-- Records shown start --

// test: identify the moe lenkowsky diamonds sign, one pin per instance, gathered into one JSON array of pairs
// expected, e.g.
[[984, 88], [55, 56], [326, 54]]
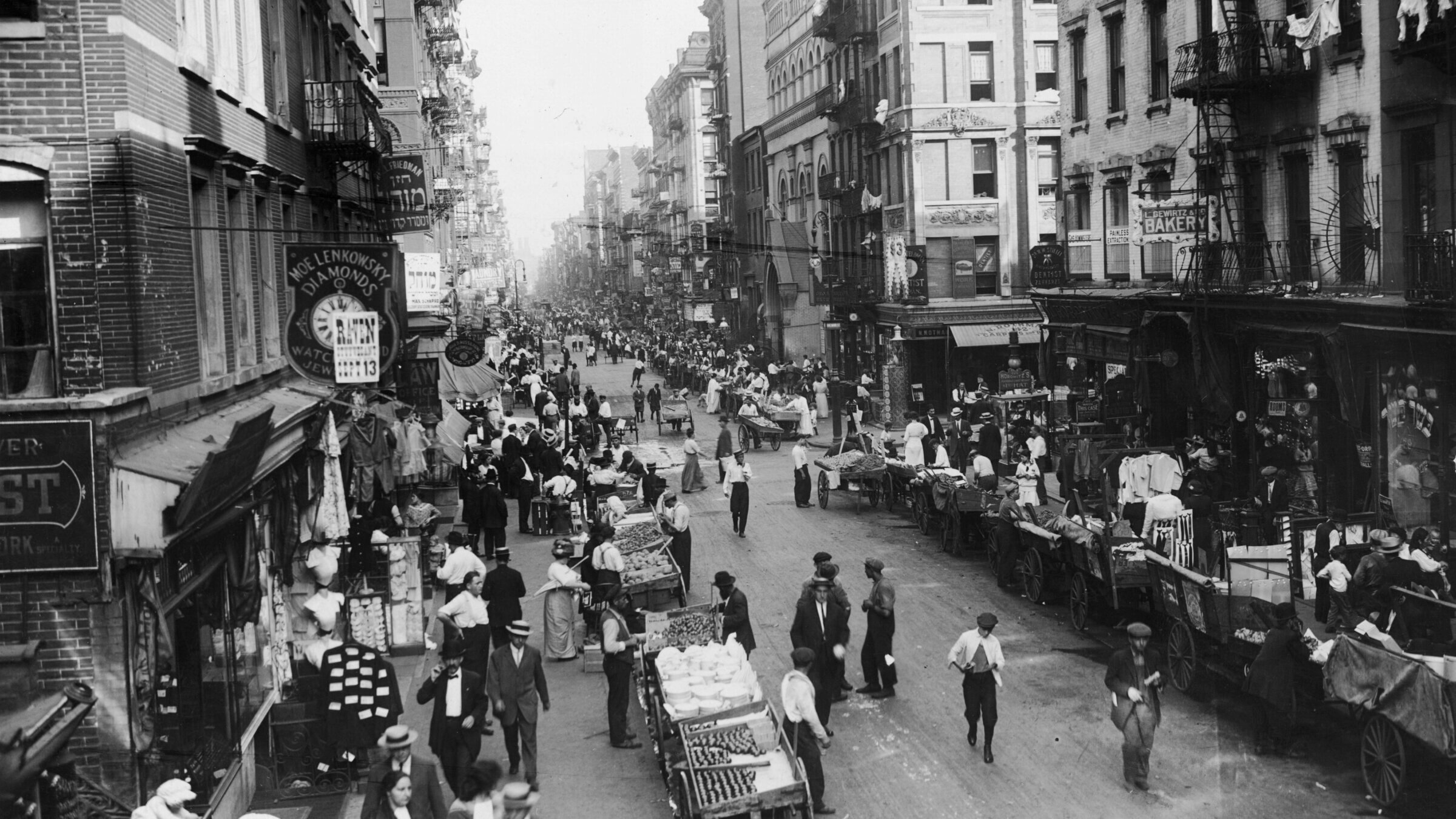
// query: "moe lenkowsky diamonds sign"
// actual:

-- Records shown end --

Convert every line of the entries above into a Markdown table with two columns, "Row" and "Line", numbering the rows in order and omitting blank lines. Leave the pictures out of the table.

| Row | Line |
|---|---|
| 1 | // test: identify the moe lenkowsky diamonds sign, one pin per instance, gathered into one JSON array of pairs |
| 2 | // expected, e.g. |
| 3 | [[984, 88], [55, 56], [326, 54]] |
| 4 | // query: "moe lenkowsky diamonds sign" |
| 5 | // actual: |